Problem requirements: The expected output is the full data, repeated exactly, without pictures.

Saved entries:
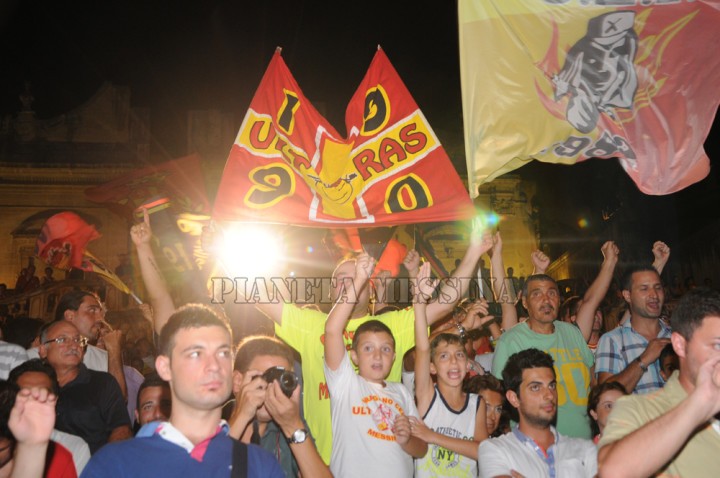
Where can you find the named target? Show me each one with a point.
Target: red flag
(63, 239)
(180, 179)
(289, 165)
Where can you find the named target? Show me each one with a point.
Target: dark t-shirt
(91, 406)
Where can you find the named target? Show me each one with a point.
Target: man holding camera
(267, 405)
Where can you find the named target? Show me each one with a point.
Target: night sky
(205, 54)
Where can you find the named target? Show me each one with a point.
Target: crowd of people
(547, 385)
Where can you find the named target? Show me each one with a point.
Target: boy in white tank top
(453, 422)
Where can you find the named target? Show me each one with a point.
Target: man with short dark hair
(629, 354)
(534, 447)
(40, 375)
(154, 400)
(90, 403)
(196, 358)
(676, 428)
(566, 344)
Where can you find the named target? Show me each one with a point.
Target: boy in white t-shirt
(453, 422)
(371, 428)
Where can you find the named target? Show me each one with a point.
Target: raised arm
(507, 300)
(597, 290)
(667, 433)
(342, 310)
(540, 261)
(424, 389)
(160, 299)
(452, 290)
(661, 253)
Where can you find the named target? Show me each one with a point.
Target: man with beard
(565, 342)
(534, 447)
(84, 310)
(629, 354)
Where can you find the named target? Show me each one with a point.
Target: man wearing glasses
(84, 310)
(90, 403)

Exercise answer:
Where can you find the named target? Show me each one with a point.
Target: red flag
(63, 239)
(180, 179)
(289, 165)
Where can you find the named target? Show me each one with a point.
Target: dark t-shirt
(91, 406)
Where can you find the named target? Show me each one with a point.
Target: man holding camera
(267, 405)
Where can you find the named target? Show me each one with a point.
Target: night sky
(205, 54)
Where can you find the named target? Show me each one with a point.
Target: crowd of people
(547, 385)
Where can you find the named target? Show me each one with a point.
Target: boy in white tank top
(453, 422)
Where can you find the named target? Show me each one with a point.
Target: man with short dark hair
(629, 354)
(534, 447)
(40, 375)
(154, 400)
(90, 403)
(196, 358)
(676, 428)
(566, 344)
Where can you find the named target? Show me each one with a point.
Target: boy in white t-shirt
(453, 422)
(371, 428)
Where can you find the named target? Show me each one with a point.
Target: raised arm
(507, 300)
(597, 290)
(667, 433)
(342, 310)
(540, 261)
(424, 389)
(160, 299)
(452, 290)
(661, 253)
Where can you find the named target? Show me each one with a point.
Target: man with beard
(565, 342)
(534, 447)
(84, 310)
(629, 354)
Where can you find the named target? Show me each one with a point.
Target: man wearing glasses
(84, 310)
(90, 403)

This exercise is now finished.